Tasks to complete
a. Reproduce everything in the article about Marc Ecko's baseball from "This is marketing" down to "to the Hall)", word for word.
b. Please carry on the article about Marc Ecko's baseball from the point where it stops.

Document section
»»

This is marketing genius. Fashion designer/entrepreneur/pop culture maven Marc Ecko, the man who brought us the tagging viral of air force one, has surpassed himself with his latest marketing venture.
'He bid and won Barry Bond's 756th (it's a new record) home run baseball in an online auction costing him $752,467 and now Ecko is giving the American public the chance to decide what to do with it. He has given them three choices and is now at the centre of the biggest sports debate ever.
"I bought this baseball to democratize the debate over what to do with it," Ecko said. "The idea that some of the best athletes in the country are forced to decide between being competitive and staying natural is troubling."
Visitors to Vote756.com can choose between three options:
1. "BESTOW IT" (as is into the Hall of Fame in Cooperstown)
2. "BRAND IT" (with an asterisk before delivering it to the Hall)
3. "BANISH IT" (by sending it into outer space on a rocketship, never to be seen or heard from again)
Every major sports media outlet in the States is reporting this story and will continue to do so. Whatever the public chooses, Ecko will again make news by honouring the results of the vote.

««

Data for review
»»

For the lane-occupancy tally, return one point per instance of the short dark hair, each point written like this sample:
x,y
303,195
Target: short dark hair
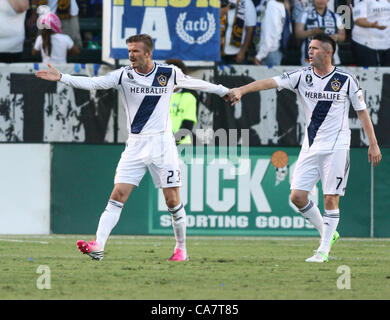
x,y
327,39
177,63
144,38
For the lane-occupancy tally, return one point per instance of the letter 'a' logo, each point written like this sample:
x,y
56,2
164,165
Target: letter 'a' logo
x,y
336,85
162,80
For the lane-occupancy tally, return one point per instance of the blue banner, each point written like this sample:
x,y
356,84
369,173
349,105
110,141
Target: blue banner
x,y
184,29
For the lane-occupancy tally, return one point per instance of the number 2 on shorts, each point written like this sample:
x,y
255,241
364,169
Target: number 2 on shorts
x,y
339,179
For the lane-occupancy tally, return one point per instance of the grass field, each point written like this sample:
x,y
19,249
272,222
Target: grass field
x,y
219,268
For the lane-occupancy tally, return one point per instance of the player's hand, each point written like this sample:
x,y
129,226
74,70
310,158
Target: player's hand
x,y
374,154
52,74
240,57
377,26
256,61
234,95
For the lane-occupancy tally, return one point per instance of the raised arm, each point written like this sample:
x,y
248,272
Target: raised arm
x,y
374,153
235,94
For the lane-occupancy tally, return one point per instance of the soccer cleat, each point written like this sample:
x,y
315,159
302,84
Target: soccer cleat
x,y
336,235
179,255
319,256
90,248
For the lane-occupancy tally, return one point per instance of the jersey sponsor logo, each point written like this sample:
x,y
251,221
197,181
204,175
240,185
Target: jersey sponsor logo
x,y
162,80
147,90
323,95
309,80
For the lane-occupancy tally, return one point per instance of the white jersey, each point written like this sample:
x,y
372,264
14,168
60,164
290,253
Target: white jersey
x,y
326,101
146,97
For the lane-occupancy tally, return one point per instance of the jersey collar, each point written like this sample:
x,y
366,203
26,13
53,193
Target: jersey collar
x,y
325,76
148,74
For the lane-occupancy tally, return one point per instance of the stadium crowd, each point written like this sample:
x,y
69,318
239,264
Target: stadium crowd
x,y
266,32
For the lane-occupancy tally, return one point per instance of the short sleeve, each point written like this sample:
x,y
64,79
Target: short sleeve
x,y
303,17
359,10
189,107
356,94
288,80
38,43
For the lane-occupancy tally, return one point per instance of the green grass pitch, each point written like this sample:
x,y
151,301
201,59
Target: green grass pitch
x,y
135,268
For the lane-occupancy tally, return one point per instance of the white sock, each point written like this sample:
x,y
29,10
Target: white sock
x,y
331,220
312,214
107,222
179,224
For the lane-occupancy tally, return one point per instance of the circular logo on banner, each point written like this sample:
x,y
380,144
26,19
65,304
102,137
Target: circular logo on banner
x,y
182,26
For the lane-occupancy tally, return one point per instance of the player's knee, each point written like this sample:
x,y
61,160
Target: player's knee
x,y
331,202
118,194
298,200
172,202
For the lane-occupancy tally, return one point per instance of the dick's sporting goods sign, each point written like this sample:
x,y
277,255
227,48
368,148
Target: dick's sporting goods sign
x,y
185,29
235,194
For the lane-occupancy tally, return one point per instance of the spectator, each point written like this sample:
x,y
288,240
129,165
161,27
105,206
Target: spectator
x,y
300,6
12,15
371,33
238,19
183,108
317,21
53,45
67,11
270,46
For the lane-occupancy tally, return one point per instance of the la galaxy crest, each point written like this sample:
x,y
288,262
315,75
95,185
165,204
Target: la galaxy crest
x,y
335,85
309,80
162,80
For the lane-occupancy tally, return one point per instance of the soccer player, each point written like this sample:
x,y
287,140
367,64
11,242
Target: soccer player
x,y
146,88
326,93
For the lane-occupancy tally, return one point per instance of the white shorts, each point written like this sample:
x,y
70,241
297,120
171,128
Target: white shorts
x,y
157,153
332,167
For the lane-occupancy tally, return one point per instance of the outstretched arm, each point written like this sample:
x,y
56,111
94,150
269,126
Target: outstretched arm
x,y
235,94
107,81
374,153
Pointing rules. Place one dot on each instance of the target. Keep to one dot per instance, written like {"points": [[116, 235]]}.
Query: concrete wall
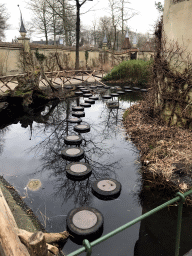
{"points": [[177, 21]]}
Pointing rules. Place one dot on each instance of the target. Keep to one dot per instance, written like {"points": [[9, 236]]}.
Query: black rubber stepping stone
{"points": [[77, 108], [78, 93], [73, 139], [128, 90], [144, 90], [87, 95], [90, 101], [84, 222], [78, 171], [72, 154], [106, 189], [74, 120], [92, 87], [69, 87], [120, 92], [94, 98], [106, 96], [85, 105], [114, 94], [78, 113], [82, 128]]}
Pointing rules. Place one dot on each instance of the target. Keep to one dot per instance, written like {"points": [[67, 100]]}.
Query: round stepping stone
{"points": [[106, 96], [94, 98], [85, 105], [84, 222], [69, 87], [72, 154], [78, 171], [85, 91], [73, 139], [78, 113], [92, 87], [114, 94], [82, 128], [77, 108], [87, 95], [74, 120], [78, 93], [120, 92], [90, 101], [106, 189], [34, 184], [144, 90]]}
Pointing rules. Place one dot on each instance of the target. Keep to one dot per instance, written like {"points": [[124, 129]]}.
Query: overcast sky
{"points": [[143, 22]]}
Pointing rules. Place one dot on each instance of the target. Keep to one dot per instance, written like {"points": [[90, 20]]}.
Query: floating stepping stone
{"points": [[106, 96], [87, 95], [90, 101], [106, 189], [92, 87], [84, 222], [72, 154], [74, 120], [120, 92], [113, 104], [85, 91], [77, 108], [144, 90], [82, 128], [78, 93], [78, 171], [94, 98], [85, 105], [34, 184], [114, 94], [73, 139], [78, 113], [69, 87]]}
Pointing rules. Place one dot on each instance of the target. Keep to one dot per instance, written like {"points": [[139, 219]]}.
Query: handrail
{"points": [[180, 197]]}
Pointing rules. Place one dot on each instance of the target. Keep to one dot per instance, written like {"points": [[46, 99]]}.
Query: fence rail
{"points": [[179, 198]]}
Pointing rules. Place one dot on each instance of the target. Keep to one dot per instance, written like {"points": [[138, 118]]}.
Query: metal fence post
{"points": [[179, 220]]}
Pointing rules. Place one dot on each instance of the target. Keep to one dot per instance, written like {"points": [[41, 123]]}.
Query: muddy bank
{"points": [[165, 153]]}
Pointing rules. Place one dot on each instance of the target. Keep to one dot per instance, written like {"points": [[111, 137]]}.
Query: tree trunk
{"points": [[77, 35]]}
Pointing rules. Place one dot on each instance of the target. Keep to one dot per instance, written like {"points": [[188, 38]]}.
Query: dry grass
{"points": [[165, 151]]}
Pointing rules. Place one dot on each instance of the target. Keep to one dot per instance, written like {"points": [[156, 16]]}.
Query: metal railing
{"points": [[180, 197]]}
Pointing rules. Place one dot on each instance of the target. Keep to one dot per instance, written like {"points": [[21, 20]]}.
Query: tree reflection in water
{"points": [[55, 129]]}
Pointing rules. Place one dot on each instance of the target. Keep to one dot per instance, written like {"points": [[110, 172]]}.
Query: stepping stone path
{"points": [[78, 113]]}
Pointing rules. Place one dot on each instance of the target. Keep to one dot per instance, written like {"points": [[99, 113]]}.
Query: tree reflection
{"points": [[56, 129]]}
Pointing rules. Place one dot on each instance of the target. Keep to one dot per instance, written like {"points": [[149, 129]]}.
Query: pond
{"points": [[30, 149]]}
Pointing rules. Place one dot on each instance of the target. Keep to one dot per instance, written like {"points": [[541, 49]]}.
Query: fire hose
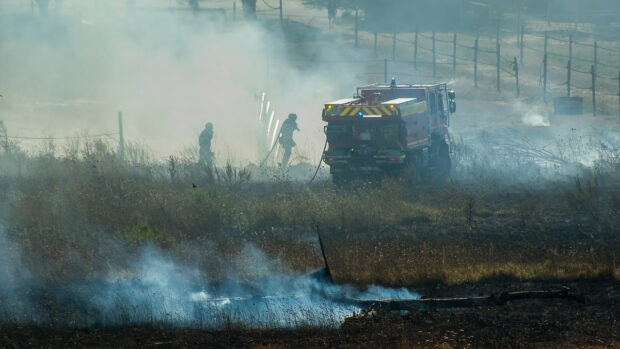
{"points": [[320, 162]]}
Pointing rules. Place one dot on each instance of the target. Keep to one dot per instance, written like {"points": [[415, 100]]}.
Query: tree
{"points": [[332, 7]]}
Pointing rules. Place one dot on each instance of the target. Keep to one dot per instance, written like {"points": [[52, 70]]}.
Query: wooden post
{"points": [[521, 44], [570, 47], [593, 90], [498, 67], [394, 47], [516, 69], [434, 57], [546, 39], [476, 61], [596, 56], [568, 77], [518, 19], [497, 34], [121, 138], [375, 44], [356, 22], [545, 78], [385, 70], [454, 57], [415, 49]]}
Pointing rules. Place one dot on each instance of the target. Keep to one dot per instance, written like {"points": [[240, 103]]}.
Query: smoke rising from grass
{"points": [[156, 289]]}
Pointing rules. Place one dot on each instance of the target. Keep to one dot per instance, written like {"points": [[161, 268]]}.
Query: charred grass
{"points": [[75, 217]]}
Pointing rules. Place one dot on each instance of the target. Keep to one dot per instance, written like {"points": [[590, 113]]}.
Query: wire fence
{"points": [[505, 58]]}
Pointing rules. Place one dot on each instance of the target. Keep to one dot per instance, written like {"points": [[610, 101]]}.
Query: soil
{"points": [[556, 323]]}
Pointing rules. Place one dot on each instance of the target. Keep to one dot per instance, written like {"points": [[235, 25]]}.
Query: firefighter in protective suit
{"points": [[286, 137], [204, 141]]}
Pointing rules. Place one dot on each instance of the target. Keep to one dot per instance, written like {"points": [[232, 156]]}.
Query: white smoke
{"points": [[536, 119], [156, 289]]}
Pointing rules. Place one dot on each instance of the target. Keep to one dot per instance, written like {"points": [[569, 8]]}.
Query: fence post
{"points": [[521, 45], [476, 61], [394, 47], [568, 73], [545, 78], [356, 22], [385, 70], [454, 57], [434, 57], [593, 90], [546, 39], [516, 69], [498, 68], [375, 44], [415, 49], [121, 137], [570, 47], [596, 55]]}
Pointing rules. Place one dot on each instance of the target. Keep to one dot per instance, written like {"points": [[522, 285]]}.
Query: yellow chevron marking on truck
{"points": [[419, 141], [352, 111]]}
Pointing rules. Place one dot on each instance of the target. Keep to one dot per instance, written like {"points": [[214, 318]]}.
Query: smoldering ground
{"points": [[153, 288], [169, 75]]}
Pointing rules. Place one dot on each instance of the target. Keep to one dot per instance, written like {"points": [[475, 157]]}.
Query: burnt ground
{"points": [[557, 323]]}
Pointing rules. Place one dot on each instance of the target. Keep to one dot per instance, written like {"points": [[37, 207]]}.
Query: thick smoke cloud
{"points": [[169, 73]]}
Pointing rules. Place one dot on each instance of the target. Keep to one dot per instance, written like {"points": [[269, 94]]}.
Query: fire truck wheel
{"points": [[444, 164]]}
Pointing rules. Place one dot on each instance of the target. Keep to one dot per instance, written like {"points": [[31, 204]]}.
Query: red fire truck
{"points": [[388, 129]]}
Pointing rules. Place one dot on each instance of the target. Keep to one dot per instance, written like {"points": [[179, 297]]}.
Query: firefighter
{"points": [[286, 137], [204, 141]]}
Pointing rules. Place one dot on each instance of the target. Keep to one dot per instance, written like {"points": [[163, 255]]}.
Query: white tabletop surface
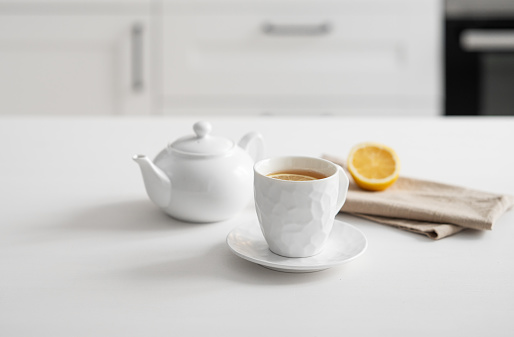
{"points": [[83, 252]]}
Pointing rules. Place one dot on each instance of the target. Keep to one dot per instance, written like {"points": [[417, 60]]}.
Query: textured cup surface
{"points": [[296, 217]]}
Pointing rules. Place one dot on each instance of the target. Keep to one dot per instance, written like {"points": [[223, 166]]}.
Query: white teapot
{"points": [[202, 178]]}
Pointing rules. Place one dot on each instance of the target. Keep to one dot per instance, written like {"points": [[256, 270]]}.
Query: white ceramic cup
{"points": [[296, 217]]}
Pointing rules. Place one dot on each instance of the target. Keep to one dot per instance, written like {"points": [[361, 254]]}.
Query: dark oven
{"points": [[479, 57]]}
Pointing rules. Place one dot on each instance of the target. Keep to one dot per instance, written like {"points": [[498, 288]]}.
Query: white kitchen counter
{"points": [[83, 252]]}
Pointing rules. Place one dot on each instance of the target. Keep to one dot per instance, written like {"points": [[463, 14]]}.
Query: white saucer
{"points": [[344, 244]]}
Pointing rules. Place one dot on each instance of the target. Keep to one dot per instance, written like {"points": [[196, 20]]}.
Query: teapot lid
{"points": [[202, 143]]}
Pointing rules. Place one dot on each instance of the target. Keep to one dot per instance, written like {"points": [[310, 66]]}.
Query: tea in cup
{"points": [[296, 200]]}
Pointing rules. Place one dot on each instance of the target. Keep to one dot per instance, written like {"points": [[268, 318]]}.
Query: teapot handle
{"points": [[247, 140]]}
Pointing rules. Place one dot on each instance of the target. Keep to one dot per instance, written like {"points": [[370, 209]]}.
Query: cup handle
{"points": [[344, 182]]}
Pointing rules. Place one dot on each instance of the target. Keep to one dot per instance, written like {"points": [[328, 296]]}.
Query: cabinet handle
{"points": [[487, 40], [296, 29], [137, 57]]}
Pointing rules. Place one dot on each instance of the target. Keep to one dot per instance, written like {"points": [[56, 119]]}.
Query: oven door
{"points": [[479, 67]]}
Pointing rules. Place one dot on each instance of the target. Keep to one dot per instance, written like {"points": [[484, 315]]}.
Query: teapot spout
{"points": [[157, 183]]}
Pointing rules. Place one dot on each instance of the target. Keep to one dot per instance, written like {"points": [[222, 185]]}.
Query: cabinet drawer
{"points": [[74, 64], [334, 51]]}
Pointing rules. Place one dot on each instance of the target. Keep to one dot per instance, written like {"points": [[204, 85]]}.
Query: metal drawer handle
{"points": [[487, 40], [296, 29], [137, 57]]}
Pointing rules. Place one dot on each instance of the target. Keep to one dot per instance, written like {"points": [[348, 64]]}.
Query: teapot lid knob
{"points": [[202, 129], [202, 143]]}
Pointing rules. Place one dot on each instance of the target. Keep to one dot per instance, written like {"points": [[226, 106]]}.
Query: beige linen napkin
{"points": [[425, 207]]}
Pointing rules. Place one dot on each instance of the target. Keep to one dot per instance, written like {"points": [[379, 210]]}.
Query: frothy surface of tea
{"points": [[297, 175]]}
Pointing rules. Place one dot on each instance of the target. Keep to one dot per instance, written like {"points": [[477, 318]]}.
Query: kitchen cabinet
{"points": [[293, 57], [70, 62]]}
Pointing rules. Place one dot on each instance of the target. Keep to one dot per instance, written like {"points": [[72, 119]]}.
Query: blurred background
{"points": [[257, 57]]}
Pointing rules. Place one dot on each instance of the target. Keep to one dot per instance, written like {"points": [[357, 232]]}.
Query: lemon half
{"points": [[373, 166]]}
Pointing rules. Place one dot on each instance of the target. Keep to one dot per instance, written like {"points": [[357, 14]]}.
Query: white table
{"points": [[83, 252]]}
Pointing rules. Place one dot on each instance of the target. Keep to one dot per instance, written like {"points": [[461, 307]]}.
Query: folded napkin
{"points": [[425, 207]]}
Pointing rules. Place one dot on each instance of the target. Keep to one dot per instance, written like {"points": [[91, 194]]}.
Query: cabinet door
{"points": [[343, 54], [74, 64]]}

««

Task responses
a.
This is marketing genius. Fashion designer/entrepreneur/pop culture maven Marc Ecko, the man who brought us the tagging viral of air force one, has surpassed himself with his latest marketing venture.
'He bid and won Barry Bond's 756th (it's a new record) home run baseball in an online auction costing him $752,467 and now Ecko is giving the American public the chance to decide what to do with it. He has given them three choices and is now at the centre of the biggest sports debate ever.
"I bought this baseball to democratize the debate over what to do with it," Ecko said. "The idea that some of the best athletes in the country are forced to decide between being competitive and staying natural is troubling."
Visitors to Vote756.com can choose between three options:
1. "BESTOW IT" (as is into the Hall of Fame in Cooperstown)
2. "BRAND IT" (with an asterisk before delivering it to the Hall)

b.
He has successfully written himself into sports history using his bank account and his brain.'
I have to admit to quoting and plagarizing much of the great Fallon Planning blog for this piece but also Joe Jaffe who makes the point that Ecko 'is democratizing the conversation'. 'He talks about the "collective consciousness" (I think I call it the connected consciousness) and the alignment between his brand and what he stands for with this pop culture moment.'
The crucial point, as Crackunit and Fallon point out, is that 750K could have been spent on a conventional marketing campaign but what Ekco has done is priceless in terms of marketing his brand. This is what we should all be doing with all these new forms of marketing. Finding opportunities to seminally reach your core demo audience in a way that they actually care, join a form of communal storytelling, causing a mass debate across all platforms, spilling out into offline (WOM), compelling the public to interact in the final outcome.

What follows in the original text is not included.